Debuting playoff football at MetLife Stadium in a big way on Sunday afternoon has earned the New York Giants a return trip to a football shrine and a chance to extend their season further.
After spotting the fifth-seeded Atlanta Falcons (10-7) an early second-quarter safety, fourth-seeded New York (10-7) scored the final 24 points to dominate the Falcons, 24-2, in an NFC wild-card playoff game in East Rutherford, New Jersey to set up a rematch with the top-seeded and defending Super Bowl Champion Green Bay Packers (15-1) at historic Lambeau Field next week.
With the Falcons’ defense playing Cruz control (paying a lot of attention to the Giants’ leading receiver while holding him to just two catches for 28 yards), quarterback Eli Manning threw three touchdown passes – including two to wide receiver Hakeem Nicks – as the Giants had their finest rushing and defensive games of the season.
New York’s defense didn’t allow a point for the first time this season while limiting Atlanta to just 247 total yards.
Meanwhile, running backs Brandon Jacobs (14 carries, 92 yards) and Ahmad Bradshaw (14 carries, 63 yards) helped the Giants to a season-high in rushing yards against the Falcons’ sixth-ranked run defense to outgain the Falcons 172-64 on the ground and control the ball for over nine minutes more (34:34) than Atlanta (25:26).
The Giants also came up with a pair of key fourth down stops deep in their own end, the first of which came on the Falcons’ third possession, after Atlanta opened with a couple of punts and New York punted on its first three possessions.
The Falcons went on a 14-play, 66-yard drive that consumed 6:41 (mostly to end the first quarter), but on the first the play of the second period, quarterback Matt Ryan (24-41, 199 yards, 0 TD, 0 INT, 2 sacks) was unable to convert a quarterback sneak on 4th-and-1 from the Giants’ 24-yard line.
A holding penalty on right guard Chris Snee pushed New York back to its own 14-yard line, and two plays later, backup safety James Sanders (who entered the game after starting safety William Moore was injured) nearly sacked Manning (23-32, 277 yards, 3 TD, 0 INT, 1 sack) on a second-down blitz, forcing Manning to throw the ball in desperation from the end zone, to no one.
Manning, who won his first home playoff game, and who threw at least three touchdowns in a postseason game for the first time, was flagged for intentional grounding, giving Atlanta a safety and a 2-0 lead with 13:44 left in the first half.
The Falcons got the ball right back off of the ensuing free kick, but they punted, and the Giants embarked a scoring trip that took up more than half of the quarter.

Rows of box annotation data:

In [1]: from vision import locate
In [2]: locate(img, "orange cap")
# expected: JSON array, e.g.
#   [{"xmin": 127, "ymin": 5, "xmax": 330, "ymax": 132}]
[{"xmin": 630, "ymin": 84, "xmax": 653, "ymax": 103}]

> _Your task_
Reproduce the part of the article on the Giants' wild-card win from "A holding penalty" up to and including "of the quarter.".

> _Solution for this problem_
A holding penalty on right guard Chris Snee pushed New York back to its own 14-yard line, and two plays later, backup safety James Sanders (who entered the game after starting safety William Moore was injured) nearly sacked Manning (23-32, 277 yards, 3 TD, 0 INT, 1 sack) on a second-down blitz, forcing Manning to throw the ball in desperation from the end zone, to no one.
Manning, who won his first home playoff game, and who threw at least three touchdowns in a postseason game for the first time, was flagged for intentional grounding, giving Atlanta a safety and a 2-0 lead with 13:44 left in the first half.
The Falcons got the ball right back off of the ensuing free kick, but they punted, and the Giants embarked a scoring trip that took up more than half of the quarter.